• Data for this exercise:
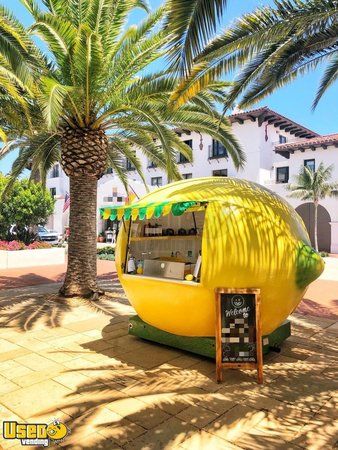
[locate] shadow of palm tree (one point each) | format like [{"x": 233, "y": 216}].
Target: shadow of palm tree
[
  {"x": 135, "y": 402},
  {"x": 25, "y": 310}
]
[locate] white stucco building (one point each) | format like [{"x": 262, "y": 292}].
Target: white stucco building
[{"x": 275, "y": 147}]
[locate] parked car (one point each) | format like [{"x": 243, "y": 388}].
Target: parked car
[{"x": 46, "y": 235}]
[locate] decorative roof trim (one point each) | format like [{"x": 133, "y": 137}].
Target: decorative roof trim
[
  {"x": 302, "y": 144},
  {"x": 266, "y": 114}
]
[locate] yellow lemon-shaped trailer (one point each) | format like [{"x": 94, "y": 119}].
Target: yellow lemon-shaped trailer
[{"x": 252, "y": 238}]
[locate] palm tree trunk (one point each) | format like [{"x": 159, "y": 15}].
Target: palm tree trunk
[
  {"x": 81, "y": 272},
  {"x": 316, "y": 224}
]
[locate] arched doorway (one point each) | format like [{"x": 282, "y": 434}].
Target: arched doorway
[{"x": 306, "y": 212}]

• Task details:
Restate all of the material above word for word, excluding the pictures.

• Solution:
[locate] shadow of palm tree (one point each) | format like [{"x": 233, "y": 216}].
Target: shadow of palm tree
[
  {"x": 135, "y": 402},
  {"x": 25, "y": 310}
]
[locate] white stucco building (one point each) | format like [{"x": 262, "y": 292}].
Target: white stucco building
[{"x": 275, "y": 147}]
[locate] parked car (one point each) | format like [{"x": 243, "y": 388}].
Target: parked car
[{"x": 46, "y": 235}]
[locate] decorative roof trim (one point each) | format like [{"x": 133, "y": 137}].
Target: decorative roof trim
[
  {"x": 302, "y": 144},
  {"x": 266, "y": 114}
]
[locate] yellow lemon-shaped trailer (one point each) | format like [{"x": 94, "y": 119}].
Target: yellow lemon-shaped trailer
[{"x": 252, "y": 238}]
[locate] palm tree trunk (one point each) | format like [{"x": 159, "y": 15}].
Target: palm tree trunk
[
  {"x": 81, "y": 272},
  {"x": 316, "y": 224}
]
[locate] arched doorway (one point each) | format like [{"x": 282, "y": 434}].
Target: arched doorway
[{"x": 306, "y": 212}]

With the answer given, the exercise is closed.